(Records)
▬▬▬
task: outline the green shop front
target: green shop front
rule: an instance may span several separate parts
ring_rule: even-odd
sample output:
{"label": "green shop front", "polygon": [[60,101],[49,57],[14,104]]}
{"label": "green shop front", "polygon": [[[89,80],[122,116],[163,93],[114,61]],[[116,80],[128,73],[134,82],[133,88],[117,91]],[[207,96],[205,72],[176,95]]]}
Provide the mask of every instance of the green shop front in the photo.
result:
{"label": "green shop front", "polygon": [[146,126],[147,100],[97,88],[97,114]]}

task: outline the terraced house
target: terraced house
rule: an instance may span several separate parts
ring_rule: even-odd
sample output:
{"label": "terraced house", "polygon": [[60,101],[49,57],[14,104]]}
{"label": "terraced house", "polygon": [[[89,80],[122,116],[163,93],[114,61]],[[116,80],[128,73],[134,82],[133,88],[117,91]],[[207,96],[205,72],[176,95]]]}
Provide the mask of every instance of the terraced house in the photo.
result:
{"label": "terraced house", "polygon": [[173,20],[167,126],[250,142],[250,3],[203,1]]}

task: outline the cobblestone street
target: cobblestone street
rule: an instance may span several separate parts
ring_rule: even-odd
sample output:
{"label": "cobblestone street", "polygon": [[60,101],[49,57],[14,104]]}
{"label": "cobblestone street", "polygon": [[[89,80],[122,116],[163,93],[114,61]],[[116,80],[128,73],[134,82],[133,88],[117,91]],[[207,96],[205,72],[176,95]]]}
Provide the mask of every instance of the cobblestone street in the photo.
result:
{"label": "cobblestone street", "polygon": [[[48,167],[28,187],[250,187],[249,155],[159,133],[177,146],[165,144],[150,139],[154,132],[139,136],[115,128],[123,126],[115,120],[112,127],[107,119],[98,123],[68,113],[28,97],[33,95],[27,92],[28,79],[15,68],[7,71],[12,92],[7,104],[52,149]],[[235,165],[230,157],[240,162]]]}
▬▬▬
### Given task
Exactly reproduce the lines beginning with the one that contains "task: outline the cobblestone street" and ending with the last line of the material, both included. Leave out everything else.

### Written response
task: outline the cobblestone street
target: cobblestone street
rule: an instance may span several separate parts
ring_rule: even-odd
sample output:
{"label": "cobblestone street", "polygon": [[60,101],[49,57],[14,104]]}
{"label": "cobblestone street", "polygon": [[[89,80],[122,116],[163,93],[114,61]],[[116,80],[128,73],[134,82],[133,88],[117,91]],[[207,96],[205,72],[176,95]]]}
Provide the mask of every instance of the cobblestone street in the photo.
result:
{"label": "cobblestone street", "polygon": [[[48,167],[28,187],[250,187],[249,155],[159,133],[177,146],[165,144],[150,139],[154,132],[139,136],[115,128],[123,126],[115,120],[112,127],[107,119],[98,123],[68,113],[28,97],[33,95],[27,92],[28,79],[15,68],[7,71],[12,92],[7,104],[52,149]],[[235,165],[230,157],[240,162]]]}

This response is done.